Exercise task:
Reproduce verbatim the lines starting at the line that contains "# point at: cab roof" and ending at the line that contains "x=657, y=197", including both of those lines, and output nothing else.

Source material:
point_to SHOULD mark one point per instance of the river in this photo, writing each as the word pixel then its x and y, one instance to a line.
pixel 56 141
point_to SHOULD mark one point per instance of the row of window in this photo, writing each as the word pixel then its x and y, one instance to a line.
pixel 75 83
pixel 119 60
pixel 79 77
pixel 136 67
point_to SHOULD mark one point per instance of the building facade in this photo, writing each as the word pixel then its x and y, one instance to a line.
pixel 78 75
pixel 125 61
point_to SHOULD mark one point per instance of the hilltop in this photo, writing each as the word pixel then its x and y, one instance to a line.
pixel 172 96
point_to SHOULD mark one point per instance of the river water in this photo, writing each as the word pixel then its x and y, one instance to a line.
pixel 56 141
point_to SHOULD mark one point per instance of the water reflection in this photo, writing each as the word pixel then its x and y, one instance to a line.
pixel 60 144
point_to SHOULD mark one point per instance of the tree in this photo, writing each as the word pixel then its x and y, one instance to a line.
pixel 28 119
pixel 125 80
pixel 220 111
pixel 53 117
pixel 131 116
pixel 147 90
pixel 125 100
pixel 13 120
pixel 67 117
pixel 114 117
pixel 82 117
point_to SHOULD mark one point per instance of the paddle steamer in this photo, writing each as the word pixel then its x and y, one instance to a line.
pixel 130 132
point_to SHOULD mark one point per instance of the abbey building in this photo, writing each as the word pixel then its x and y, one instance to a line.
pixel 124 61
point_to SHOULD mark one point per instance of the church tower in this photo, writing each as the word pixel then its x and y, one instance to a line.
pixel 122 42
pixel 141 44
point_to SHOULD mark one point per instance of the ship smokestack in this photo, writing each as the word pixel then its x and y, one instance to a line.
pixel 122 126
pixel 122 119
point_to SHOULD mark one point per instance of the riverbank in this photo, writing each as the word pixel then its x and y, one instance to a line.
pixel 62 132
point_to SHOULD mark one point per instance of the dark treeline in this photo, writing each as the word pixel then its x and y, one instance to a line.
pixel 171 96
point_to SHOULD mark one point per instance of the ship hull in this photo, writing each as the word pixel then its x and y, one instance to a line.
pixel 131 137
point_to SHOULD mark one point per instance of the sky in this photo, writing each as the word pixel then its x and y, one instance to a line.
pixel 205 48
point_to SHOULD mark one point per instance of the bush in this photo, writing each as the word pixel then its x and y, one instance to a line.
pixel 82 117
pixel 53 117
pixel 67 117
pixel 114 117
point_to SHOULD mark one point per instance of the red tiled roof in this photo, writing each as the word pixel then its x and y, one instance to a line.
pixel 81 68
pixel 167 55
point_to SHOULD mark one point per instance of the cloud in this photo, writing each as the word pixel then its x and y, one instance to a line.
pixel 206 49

--

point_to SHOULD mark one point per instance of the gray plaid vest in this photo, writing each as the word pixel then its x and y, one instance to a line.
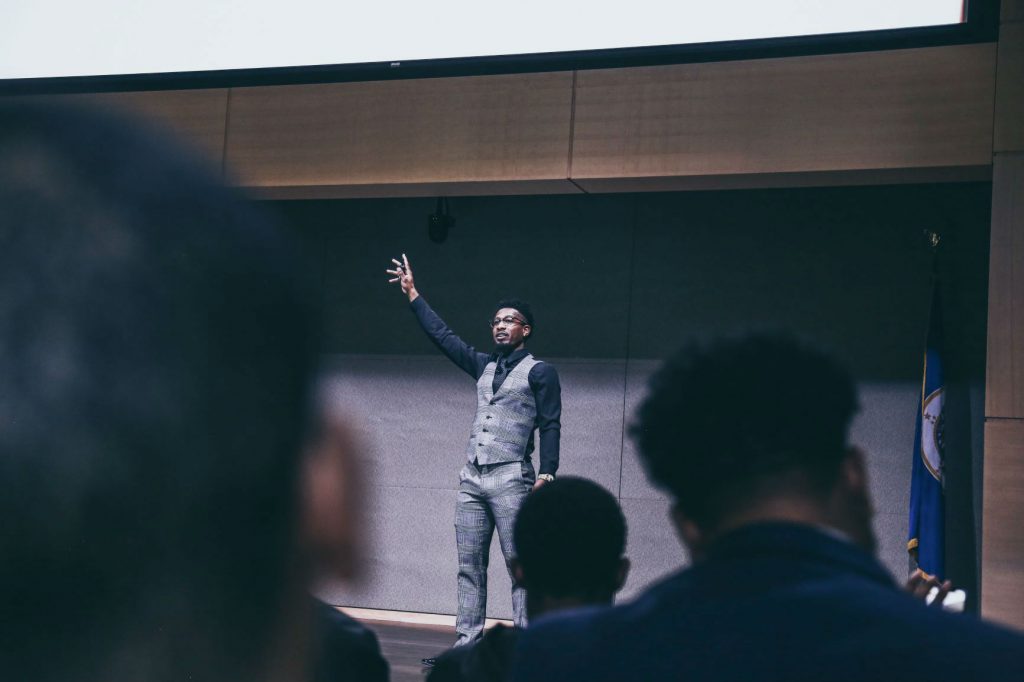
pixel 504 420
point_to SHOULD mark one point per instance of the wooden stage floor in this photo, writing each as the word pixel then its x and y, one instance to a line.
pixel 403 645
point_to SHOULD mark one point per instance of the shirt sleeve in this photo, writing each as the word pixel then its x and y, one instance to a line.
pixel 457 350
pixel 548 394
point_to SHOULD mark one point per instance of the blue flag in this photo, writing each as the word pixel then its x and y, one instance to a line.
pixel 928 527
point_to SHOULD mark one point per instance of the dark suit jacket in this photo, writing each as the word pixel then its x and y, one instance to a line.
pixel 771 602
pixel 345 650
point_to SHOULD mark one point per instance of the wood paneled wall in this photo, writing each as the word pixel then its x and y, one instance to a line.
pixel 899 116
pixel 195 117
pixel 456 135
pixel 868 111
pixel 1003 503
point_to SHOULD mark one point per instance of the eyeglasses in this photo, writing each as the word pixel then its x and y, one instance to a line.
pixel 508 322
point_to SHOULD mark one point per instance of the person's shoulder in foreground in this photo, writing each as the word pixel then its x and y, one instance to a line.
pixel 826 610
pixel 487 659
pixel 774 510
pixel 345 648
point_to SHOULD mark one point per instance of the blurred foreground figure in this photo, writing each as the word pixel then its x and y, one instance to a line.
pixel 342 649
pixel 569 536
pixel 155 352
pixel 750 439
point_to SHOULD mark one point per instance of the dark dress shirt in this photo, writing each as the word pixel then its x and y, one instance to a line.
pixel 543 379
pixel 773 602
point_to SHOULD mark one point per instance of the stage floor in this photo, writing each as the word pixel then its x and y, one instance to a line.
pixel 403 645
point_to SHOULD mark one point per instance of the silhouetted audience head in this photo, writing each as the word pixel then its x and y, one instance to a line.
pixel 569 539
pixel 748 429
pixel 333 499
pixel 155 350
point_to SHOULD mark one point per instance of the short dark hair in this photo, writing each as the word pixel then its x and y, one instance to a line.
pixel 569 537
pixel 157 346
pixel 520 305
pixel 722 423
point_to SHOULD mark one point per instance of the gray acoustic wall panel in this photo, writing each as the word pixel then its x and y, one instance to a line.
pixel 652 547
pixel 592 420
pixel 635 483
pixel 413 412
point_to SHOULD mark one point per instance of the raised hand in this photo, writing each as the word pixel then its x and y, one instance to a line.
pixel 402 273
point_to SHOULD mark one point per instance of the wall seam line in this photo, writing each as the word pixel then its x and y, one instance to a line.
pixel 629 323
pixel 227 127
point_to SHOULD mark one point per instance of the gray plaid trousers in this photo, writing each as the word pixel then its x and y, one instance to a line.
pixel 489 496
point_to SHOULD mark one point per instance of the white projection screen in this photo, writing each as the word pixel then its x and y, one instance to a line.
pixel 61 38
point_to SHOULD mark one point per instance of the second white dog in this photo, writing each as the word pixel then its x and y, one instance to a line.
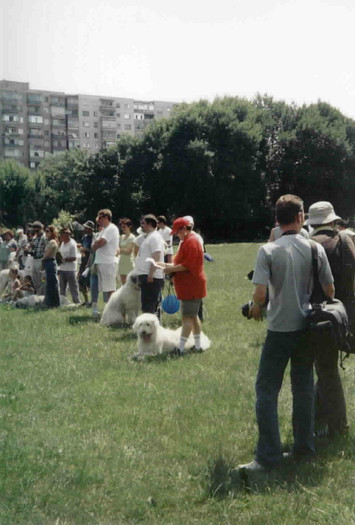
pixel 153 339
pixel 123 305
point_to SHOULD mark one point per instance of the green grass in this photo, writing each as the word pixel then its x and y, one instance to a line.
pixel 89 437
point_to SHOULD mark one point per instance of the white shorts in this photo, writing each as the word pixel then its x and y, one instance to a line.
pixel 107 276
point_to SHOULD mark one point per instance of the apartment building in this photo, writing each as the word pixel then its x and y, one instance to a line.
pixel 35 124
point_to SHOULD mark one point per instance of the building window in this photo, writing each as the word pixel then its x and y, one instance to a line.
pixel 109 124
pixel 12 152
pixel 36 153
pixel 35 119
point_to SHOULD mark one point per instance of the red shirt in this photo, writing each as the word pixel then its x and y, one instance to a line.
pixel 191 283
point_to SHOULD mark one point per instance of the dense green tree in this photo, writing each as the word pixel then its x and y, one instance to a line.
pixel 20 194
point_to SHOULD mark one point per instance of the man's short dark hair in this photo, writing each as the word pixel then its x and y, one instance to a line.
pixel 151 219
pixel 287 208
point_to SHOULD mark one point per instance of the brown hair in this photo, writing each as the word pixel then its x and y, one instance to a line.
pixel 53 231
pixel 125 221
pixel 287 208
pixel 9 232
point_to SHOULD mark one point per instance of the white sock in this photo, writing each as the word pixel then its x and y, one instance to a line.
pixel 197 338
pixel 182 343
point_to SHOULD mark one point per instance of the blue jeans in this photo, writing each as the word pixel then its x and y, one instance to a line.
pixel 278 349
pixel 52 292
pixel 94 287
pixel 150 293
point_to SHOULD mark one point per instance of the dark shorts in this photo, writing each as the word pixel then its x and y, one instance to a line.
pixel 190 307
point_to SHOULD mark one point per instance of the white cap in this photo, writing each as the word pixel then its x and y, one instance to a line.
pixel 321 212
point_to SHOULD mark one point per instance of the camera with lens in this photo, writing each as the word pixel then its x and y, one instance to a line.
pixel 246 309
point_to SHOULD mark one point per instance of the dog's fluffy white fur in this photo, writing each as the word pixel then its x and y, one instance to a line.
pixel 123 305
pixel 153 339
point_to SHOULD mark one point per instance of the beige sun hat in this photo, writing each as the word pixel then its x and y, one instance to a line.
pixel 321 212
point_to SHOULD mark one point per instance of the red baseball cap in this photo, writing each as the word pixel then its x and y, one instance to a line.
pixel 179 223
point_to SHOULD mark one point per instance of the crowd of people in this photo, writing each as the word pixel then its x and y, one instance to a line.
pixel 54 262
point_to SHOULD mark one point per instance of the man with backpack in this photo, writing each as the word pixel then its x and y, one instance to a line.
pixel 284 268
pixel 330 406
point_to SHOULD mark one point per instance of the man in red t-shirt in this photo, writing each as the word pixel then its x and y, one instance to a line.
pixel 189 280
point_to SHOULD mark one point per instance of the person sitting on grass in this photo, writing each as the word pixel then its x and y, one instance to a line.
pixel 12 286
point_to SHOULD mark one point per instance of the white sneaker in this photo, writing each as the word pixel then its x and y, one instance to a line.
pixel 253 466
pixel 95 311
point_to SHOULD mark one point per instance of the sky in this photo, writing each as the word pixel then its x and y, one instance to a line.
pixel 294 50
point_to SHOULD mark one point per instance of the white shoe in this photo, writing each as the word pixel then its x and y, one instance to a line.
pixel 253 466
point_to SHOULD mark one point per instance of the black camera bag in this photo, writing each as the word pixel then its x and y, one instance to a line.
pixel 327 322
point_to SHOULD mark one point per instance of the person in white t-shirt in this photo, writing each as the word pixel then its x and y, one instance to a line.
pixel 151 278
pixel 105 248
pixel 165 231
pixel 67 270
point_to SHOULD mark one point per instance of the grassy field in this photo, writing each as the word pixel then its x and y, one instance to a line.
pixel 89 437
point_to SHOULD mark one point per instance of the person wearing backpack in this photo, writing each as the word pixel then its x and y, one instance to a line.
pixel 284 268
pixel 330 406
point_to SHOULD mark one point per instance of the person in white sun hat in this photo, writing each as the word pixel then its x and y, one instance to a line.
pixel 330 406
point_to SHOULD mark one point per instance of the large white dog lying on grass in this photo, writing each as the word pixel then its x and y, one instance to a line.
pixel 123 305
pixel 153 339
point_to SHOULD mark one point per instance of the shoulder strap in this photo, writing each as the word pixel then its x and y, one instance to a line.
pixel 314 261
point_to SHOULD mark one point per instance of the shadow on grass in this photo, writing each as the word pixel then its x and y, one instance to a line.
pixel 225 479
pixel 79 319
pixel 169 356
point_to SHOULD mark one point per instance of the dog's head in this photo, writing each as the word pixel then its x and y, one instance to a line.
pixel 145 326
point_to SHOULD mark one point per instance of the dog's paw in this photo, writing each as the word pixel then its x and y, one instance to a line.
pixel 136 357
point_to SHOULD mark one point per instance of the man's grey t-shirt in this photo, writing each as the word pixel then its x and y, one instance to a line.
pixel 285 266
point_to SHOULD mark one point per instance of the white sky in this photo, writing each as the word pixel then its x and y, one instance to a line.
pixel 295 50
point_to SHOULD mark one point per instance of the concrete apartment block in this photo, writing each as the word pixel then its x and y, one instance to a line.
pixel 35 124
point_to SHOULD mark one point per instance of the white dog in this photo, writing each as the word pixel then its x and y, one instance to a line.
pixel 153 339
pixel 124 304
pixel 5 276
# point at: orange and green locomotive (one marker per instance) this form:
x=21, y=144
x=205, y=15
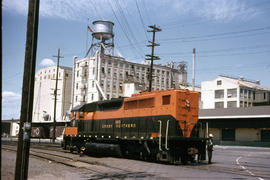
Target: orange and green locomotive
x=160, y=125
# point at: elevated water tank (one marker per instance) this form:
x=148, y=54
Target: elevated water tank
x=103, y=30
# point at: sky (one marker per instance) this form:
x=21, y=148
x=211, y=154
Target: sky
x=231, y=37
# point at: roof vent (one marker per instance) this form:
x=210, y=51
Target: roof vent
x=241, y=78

...

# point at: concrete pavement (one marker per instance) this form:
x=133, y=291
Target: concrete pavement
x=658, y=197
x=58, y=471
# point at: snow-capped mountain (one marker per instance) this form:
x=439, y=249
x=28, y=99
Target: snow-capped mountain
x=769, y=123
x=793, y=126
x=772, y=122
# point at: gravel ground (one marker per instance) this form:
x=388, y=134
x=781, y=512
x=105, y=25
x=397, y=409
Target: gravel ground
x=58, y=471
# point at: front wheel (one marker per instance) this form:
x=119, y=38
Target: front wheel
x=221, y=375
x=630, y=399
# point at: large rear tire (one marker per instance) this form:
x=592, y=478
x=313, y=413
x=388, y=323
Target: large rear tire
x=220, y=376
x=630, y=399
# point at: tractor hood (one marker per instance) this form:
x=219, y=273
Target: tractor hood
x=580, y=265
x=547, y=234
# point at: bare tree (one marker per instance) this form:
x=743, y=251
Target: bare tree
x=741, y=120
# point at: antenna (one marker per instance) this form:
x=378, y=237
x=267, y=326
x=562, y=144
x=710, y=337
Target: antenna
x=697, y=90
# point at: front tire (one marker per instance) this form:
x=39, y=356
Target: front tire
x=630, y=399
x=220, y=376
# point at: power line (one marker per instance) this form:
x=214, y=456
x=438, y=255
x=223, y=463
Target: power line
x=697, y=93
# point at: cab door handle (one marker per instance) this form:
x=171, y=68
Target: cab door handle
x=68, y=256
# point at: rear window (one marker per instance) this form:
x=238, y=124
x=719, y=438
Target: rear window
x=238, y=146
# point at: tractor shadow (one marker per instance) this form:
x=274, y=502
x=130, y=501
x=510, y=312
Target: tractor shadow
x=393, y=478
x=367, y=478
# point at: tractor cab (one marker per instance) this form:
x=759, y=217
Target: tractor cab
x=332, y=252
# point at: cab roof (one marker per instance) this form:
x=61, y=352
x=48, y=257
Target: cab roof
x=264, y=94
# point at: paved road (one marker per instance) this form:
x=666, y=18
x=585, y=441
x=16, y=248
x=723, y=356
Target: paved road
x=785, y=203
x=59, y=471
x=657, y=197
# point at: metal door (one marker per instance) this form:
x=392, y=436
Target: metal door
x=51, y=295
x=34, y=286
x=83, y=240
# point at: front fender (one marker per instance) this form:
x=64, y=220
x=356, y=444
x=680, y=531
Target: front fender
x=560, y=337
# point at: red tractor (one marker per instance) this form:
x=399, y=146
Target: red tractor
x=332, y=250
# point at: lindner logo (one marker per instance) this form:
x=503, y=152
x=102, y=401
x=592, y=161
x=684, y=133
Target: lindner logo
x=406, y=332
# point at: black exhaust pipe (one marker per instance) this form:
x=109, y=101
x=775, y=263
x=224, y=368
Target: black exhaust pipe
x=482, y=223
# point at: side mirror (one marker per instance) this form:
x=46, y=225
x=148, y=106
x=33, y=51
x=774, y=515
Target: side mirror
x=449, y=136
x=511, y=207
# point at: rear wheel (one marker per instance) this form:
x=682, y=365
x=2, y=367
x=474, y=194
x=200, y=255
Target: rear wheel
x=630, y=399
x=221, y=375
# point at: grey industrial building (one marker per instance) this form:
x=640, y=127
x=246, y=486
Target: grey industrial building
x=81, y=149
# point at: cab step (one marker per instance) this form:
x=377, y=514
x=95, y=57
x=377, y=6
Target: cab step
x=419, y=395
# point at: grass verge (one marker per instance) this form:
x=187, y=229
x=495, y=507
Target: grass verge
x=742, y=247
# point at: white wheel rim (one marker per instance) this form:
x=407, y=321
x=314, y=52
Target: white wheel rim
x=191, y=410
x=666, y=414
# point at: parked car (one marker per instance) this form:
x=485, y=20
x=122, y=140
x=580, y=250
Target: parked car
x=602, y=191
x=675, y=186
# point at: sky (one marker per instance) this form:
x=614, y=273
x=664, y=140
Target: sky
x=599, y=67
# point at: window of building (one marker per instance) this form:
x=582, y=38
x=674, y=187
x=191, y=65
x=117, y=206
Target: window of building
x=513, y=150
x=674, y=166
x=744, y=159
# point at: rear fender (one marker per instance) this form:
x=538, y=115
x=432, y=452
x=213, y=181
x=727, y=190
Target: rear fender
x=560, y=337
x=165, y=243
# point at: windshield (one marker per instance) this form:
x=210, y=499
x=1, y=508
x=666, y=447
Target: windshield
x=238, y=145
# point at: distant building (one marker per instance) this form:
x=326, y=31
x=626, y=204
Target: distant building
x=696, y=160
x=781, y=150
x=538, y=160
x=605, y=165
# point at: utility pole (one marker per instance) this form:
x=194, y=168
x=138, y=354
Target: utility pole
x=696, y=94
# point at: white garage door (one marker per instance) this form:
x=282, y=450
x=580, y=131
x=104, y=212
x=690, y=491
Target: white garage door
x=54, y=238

Final result:
# point at: cab roof (one marker per instance) this form:
x=61, y=352
x=48, y=257
Target: cab roof
x=264, y=94
# point at: paved road (one marker per instance) this form:
x=666, y=18
x=585, y=441
x=16, y=248
x=723, y=356
Target: paved road
x=785, y=203
x=59, y=471
x=657, y=197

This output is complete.